---------- PROVIDED ENTRIES
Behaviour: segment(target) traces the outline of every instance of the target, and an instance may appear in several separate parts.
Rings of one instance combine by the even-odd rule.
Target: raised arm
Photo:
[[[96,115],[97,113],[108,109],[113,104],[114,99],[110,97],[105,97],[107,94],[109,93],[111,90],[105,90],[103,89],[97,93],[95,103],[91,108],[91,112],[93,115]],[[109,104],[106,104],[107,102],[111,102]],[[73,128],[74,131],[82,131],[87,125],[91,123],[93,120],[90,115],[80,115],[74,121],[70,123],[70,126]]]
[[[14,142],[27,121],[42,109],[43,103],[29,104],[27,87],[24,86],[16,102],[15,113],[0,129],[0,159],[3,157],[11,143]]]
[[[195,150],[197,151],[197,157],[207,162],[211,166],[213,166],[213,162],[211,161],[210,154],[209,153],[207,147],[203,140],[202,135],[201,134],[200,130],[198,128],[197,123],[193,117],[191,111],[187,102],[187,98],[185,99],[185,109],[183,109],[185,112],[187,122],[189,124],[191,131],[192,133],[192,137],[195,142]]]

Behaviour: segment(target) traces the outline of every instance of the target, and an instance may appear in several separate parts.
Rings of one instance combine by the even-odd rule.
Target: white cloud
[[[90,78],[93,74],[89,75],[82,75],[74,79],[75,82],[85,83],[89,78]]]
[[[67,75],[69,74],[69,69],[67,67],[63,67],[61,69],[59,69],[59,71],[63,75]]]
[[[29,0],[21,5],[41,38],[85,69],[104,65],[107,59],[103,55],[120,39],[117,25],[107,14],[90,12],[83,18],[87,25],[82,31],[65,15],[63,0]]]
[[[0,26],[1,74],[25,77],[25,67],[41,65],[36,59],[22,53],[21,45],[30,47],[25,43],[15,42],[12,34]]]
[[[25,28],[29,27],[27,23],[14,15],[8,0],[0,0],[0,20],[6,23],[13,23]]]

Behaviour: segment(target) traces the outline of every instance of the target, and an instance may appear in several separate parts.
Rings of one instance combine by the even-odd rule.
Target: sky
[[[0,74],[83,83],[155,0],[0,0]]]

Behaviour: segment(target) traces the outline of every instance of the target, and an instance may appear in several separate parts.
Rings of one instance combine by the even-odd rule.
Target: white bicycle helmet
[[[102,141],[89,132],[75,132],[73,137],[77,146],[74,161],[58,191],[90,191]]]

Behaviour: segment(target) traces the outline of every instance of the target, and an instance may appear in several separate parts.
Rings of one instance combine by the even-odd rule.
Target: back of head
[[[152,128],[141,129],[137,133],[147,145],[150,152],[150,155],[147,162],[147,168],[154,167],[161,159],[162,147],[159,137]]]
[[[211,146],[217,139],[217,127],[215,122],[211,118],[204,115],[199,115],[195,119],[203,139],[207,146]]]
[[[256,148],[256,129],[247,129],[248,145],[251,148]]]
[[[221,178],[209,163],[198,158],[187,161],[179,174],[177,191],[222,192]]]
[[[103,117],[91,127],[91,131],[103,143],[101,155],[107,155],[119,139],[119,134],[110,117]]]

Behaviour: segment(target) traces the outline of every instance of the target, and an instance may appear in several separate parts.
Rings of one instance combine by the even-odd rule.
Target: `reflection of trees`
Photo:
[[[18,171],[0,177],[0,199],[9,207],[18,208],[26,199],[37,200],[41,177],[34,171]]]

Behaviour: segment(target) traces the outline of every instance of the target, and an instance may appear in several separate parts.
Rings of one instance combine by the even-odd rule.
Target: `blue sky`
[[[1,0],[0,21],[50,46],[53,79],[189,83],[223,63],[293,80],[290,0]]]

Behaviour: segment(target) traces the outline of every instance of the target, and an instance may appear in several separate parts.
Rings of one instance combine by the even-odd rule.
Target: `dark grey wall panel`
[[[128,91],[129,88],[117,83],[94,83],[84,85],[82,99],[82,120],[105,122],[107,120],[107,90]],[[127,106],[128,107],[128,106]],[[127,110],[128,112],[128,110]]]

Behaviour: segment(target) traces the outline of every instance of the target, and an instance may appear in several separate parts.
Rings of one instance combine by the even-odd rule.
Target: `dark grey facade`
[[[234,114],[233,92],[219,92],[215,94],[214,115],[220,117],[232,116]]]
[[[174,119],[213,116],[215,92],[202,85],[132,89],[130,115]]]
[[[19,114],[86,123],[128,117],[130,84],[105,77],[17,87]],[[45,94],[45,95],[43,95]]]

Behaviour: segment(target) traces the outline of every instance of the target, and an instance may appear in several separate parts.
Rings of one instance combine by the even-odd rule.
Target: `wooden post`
--------------------
● **DIRECTION**: How many lines of the entries contain the string "white"? Case counts; give only the number.

● **ANSWER FOR THE TASK**: 2